## [What you will do]
Output the line containing "bus mirror, the" and all subsequent lines of the listing below, copied exactly, with no other lines.

## [Information provided]
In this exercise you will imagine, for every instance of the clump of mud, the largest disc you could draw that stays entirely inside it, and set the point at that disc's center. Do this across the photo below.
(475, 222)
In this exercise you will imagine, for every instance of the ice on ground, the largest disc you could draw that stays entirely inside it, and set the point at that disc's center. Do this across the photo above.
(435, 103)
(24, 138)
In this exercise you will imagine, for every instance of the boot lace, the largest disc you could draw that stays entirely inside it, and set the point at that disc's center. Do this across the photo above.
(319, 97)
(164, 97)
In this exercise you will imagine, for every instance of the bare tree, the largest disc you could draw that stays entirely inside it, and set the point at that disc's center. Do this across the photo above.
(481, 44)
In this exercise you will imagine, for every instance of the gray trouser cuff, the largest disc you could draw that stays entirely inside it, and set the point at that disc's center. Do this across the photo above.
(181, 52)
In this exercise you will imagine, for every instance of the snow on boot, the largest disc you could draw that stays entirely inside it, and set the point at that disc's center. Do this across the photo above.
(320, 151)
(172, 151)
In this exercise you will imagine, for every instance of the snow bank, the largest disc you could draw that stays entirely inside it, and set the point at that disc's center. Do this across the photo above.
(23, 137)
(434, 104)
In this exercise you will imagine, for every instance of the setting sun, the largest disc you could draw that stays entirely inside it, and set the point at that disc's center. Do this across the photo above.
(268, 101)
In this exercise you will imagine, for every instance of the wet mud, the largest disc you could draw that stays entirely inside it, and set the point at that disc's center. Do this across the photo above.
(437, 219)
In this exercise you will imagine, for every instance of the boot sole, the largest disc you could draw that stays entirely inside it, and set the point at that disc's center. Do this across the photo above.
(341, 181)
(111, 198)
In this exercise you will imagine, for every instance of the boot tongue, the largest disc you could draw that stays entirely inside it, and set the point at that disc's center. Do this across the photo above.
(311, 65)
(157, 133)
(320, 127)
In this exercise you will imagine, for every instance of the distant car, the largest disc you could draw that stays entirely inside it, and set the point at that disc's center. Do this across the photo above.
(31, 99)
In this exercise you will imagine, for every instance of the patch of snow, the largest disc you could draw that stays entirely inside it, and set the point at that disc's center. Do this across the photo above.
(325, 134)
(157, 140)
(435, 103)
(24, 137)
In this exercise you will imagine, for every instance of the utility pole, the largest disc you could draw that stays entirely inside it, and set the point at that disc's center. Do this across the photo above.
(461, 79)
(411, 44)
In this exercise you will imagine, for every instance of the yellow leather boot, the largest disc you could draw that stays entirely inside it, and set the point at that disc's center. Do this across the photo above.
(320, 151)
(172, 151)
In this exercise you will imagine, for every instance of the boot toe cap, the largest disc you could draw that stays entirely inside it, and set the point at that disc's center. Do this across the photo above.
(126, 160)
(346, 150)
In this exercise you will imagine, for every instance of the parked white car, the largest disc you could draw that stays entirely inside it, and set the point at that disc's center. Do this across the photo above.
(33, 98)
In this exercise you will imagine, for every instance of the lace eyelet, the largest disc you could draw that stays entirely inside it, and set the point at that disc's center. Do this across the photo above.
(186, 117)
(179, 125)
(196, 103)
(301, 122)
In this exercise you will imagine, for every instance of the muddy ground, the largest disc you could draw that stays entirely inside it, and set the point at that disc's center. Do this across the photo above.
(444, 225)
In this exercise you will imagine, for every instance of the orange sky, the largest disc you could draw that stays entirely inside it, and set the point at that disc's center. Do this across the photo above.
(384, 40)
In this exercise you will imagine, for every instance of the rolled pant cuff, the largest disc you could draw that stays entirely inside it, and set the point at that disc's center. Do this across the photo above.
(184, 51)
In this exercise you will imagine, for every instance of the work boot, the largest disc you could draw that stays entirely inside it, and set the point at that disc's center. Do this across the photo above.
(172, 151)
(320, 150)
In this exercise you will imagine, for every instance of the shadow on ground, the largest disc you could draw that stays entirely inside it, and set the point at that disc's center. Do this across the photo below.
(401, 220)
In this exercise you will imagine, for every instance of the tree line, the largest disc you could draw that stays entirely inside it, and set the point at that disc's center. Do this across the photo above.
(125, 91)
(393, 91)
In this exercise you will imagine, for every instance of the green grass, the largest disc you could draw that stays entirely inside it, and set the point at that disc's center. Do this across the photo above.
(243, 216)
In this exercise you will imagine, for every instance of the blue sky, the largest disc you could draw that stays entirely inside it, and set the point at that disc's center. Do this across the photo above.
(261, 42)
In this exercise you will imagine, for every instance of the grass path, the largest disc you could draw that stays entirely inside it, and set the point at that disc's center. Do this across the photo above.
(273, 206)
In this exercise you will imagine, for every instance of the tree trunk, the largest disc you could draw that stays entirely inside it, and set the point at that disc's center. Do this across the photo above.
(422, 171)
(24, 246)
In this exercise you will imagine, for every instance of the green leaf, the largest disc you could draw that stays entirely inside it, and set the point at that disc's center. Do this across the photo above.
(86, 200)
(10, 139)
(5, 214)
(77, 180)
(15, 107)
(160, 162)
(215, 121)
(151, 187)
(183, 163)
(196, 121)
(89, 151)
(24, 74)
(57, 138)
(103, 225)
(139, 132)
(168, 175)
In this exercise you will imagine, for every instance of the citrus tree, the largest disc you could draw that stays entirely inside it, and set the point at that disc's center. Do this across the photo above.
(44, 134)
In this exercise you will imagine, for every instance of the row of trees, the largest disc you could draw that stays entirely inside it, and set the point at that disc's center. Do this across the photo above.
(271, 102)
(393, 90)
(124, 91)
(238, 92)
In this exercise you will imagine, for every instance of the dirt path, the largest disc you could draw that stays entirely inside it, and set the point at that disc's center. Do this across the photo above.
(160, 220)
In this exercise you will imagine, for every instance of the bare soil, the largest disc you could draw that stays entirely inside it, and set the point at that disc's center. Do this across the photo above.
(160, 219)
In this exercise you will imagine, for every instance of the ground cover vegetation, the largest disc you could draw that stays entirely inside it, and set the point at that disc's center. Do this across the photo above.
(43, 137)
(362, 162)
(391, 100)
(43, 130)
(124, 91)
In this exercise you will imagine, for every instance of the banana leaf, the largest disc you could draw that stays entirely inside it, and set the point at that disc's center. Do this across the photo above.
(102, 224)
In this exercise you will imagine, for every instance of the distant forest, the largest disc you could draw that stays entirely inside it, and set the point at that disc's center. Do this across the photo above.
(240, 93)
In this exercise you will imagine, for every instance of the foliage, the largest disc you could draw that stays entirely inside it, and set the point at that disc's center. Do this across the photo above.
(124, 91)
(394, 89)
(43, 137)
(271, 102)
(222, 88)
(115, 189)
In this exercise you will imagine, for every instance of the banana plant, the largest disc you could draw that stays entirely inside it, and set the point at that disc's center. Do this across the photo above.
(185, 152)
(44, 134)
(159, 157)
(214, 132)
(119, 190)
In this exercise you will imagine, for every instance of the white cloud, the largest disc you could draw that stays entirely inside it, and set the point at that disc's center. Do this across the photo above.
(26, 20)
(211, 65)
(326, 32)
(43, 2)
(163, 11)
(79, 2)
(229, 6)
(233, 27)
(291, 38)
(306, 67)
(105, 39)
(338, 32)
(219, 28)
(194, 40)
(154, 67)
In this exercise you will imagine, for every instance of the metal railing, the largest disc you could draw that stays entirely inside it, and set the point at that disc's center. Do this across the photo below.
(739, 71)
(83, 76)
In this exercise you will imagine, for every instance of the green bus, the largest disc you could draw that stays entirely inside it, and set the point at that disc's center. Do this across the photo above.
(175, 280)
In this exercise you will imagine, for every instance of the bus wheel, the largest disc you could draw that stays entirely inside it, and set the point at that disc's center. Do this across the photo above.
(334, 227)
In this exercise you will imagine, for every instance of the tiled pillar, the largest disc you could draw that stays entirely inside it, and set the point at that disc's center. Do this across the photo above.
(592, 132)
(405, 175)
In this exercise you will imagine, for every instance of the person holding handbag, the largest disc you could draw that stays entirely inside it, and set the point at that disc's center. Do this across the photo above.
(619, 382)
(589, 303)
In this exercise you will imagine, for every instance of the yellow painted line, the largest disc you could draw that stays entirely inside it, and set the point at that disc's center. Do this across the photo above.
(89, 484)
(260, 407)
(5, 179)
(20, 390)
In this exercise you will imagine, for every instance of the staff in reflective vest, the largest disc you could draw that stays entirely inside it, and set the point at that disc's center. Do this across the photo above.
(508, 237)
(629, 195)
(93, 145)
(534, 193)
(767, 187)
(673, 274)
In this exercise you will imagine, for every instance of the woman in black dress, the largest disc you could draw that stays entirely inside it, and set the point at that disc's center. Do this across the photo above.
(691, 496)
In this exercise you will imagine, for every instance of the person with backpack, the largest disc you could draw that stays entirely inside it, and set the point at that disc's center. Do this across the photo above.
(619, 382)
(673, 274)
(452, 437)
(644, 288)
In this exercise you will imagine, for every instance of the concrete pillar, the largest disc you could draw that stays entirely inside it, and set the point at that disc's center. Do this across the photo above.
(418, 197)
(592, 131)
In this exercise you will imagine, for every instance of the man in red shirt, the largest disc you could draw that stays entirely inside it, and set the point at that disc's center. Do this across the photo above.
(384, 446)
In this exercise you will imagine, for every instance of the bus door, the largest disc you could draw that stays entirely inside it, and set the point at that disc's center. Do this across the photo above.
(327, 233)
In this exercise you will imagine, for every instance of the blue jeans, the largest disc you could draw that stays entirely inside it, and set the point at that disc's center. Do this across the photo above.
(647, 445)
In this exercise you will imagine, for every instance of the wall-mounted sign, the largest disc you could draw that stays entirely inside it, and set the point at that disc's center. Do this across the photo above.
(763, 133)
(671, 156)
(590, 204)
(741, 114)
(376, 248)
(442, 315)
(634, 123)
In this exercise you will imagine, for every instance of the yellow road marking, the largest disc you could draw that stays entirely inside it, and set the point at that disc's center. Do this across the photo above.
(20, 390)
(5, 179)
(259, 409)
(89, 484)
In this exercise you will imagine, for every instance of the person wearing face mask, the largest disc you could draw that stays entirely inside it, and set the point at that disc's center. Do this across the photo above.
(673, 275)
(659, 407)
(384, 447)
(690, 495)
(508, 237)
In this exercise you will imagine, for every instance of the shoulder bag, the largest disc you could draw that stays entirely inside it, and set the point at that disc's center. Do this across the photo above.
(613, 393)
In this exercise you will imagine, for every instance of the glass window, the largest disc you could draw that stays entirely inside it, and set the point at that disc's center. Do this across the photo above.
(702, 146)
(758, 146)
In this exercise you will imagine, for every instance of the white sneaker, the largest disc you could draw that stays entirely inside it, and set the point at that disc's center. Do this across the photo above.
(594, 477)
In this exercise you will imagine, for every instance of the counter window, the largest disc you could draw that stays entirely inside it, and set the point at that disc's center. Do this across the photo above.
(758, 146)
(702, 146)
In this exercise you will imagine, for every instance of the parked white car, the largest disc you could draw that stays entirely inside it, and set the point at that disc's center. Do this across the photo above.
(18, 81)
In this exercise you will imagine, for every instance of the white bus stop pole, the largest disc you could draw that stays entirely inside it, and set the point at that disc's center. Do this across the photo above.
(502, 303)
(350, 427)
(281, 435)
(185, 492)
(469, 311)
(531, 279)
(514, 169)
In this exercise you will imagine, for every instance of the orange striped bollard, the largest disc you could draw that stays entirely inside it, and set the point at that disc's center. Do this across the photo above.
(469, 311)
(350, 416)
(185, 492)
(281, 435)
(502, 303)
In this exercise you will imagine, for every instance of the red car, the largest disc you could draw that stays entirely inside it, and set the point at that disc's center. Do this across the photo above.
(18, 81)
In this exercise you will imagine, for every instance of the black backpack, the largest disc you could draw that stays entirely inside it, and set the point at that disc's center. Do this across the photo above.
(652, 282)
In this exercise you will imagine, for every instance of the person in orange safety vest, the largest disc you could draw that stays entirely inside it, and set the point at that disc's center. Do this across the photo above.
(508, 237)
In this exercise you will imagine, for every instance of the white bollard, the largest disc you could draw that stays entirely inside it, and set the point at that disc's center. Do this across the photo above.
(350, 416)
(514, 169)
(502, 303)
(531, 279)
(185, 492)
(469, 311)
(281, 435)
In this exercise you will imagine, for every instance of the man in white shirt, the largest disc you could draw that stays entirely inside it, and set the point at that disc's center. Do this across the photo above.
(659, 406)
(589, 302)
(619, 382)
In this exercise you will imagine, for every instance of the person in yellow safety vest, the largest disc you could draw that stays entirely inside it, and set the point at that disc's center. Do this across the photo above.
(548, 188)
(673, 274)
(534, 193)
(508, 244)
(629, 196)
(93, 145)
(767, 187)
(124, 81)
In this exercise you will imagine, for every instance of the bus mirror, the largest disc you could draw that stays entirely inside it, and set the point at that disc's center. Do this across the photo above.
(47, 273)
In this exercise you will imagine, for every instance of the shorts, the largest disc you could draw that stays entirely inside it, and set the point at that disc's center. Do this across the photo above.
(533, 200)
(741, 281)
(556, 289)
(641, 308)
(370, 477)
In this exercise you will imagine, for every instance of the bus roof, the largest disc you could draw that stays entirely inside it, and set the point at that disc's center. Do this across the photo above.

## [Output for this exercise]
In this exercise you will imagine, for every instance of the bus mirror, the largest disc you could draw that stays entirely inside it, and set the point at that disc's center. Do this across the photo above.
(47, 273)
In this exercise you will imagine, for every instance of the shorts, the largest disc you could draw that stays entirely inside it, and set the point at that disc's center. Do this across the photo above.
(533, 200)
(741, 281)
(556, 289)
(641, 308)
(370, 477)
In this exercise you will imagine, for every instance of the bus roof, the largest disc you could draw that stays entirely inside it, and set the point at that disc's center. Do this across the photo above.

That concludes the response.